> **Passage**
────────────────────────────────────────
This approach of keeping every agency fully onboard produced the first decline in history of “waiting children” who were eligible for adoption. More children found families.
Bethany’s surrender to the aggressive tactics of LGBT activists is a great blow to the effort to care for the country’s most vulnerable children. They become pawns in a social engineering experiment about what constitutes “family” and “parenting.” The demand to mainstream same-sex parenting comes at their expense. If the left cares about children, the worst possible approach is to politicize their placement. This isn’t compassion. It’s a cause for mourning.
Children Will Pay The Price
One great irony here is that Bethany has had the privilege of riding the wave of increased commitment to foster care and adoption among Christian churches for a decade. Saddleback Community Church in California began the trend. It was the first megachurch to make foster care an all-out goal. If church families opened their homes, county welfare agencies could throw away their lists. Other churches followed suit.
Rooted in the first-century biblical admonition to “care for widows and orphans in their distress,” this renewed call to help vulnerable children rings out from many pulpits now. Indeed, the response has been so great that groups like Promise 686 in Atlanta focus entirely on helping churches build “family advocacy ministries” to care for families who foster and adopt.
────────────────────────────────────────
> **Given records**
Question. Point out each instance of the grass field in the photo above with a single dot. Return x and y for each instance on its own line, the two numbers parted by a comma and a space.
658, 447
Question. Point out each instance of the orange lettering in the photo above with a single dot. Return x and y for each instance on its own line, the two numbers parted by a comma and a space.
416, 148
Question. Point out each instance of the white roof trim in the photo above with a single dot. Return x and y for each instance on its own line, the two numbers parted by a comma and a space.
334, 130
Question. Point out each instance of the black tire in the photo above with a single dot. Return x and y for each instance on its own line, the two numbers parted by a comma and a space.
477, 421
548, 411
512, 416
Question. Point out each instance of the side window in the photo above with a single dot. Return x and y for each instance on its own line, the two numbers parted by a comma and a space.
────────────────────────────────────────
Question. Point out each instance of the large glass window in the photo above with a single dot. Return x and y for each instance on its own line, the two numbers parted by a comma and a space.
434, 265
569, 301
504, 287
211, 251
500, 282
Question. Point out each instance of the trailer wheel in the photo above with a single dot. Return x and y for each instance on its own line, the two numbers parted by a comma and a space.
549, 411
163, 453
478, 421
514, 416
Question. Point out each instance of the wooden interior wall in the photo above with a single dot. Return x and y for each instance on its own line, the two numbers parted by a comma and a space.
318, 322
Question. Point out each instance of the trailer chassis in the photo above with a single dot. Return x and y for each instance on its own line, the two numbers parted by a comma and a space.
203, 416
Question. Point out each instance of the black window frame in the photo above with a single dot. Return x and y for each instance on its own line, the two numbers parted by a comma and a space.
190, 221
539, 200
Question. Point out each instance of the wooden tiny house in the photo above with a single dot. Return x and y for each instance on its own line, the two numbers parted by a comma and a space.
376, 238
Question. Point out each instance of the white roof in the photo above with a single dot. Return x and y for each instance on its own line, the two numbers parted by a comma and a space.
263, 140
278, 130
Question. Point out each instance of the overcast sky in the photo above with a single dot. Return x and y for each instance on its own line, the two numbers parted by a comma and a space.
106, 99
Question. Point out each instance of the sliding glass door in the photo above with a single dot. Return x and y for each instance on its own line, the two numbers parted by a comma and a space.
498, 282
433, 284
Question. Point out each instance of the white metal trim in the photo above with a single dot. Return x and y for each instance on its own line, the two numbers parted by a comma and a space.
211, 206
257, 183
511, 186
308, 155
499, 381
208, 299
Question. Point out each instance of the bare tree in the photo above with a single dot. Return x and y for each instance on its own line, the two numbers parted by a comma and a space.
────────────────────────────────────────
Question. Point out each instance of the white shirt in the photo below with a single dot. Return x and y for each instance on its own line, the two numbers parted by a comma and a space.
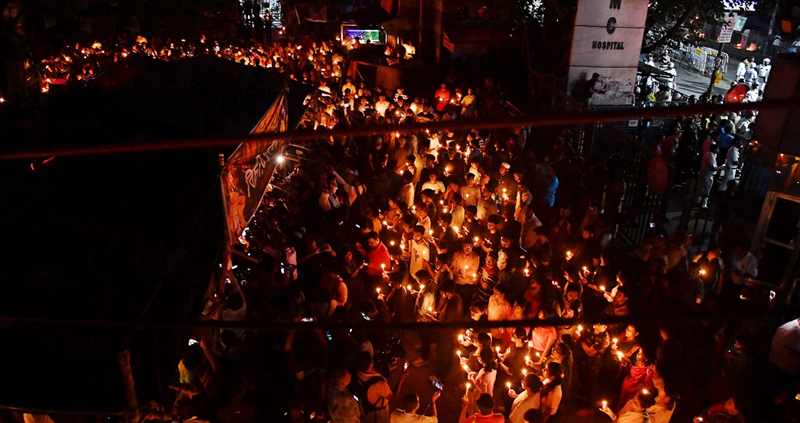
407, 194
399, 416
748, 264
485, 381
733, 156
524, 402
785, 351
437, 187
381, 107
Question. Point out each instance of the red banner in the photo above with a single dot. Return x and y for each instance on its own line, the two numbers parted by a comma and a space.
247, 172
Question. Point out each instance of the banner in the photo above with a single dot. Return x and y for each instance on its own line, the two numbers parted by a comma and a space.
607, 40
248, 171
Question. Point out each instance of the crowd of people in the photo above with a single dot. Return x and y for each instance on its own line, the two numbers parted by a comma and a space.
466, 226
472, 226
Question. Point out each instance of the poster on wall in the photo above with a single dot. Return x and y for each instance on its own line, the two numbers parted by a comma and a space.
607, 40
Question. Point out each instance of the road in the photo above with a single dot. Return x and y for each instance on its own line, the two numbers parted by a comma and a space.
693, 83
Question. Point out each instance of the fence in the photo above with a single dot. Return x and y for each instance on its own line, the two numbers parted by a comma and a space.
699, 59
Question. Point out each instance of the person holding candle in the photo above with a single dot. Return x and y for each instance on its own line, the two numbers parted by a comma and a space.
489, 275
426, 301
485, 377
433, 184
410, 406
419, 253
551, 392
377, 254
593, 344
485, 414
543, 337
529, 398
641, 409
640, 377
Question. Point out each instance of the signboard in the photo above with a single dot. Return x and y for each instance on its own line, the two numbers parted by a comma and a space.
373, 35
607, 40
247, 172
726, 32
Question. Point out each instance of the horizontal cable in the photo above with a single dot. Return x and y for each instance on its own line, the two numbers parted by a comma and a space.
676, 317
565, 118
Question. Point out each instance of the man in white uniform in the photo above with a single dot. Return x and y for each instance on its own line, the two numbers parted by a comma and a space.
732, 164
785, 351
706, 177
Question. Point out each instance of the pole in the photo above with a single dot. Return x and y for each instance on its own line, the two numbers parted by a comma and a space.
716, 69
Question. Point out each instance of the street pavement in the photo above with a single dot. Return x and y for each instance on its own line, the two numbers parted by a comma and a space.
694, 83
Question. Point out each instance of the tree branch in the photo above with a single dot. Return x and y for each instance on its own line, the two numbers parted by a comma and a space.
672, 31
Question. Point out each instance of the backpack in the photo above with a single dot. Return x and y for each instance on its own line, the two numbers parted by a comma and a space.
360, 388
────────────────────────────────────────
> **Required work**
**1)** Translate this sentence from the passage on foster care and adoption into Spanish: "Saddleback Community Church in California began the trend."
**2)** From the passage on foster care and adoption, return the part that opens with the words containing "This approach of" and closes with "cause for mourning.", copied exactly.
The items come from a source unrelated to the passage.

> **Solutions to the tasks**
**1)** Saddleback Community Church, en California, inició la tendencia.

**2)**
This approach of keeping every agency fully onboard produced the first decline in history of “waiting children” who were eligible for adoption. More children found families.
Bethany’s surrender to the aggressive tactics of LGBT activists is a great blow to the effort to care for the country’s most vulnerable children. They become pawns in a social engineering experiment about what constitutes “family” and “parenting.” The demand to mainstream same-sex parenting comes at their expense. If the left cares about children, the worst possible approach is to politicize their placement. This isn’t compassion. It’s a cause for mourning.